> _Aim of the task_
Pull out every line in the listing below that contains the word "Category", and copy each one.

Entries on locating named items:
____________________
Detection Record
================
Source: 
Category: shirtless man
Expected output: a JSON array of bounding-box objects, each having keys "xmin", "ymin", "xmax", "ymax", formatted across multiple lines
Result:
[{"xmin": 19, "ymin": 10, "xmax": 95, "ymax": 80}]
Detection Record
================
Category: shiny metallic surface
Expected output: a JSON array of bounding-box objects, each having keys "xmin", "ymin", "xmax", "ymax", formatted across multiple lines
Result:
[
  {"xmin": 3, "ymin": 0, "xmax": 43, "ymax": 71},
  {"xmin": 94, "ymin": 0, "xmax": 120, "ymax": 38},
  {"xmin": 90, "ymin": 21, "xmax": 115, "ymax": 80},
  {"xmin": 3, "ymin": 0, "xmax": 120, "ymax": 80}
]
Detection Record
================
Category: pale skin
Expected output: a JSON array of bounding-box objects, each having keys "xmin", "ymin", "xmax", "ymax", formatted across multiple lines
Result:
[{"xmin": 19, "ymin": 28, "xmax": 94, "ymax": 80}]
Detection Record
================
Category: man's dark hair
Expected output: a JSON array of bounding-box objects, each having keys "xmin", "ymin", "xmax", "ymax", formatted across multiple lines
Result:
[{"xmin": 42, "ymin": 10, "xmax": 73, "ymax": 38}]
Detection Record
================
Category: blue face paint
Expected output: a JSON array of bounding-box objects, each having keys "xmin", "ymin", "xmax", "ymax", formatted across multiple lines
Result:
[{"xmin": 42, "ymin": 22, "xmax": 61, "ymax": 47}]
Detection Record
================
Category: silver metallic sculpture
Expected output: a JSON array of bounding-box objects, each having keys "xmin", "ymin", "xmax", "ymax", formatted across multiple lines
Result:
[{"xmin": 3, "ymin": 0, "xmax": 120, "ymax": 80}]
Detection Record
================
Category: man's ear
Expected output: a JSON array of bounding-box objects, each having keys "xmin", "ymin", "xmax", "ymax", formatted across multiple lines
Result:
____________________
> _Expected answer_
Category: shirtless man
Category: shiny metallic surface
Category: pale skin
Category: man's dark hair
Category: blue face paint
Category: silver metallic sculpture
Category: man's ear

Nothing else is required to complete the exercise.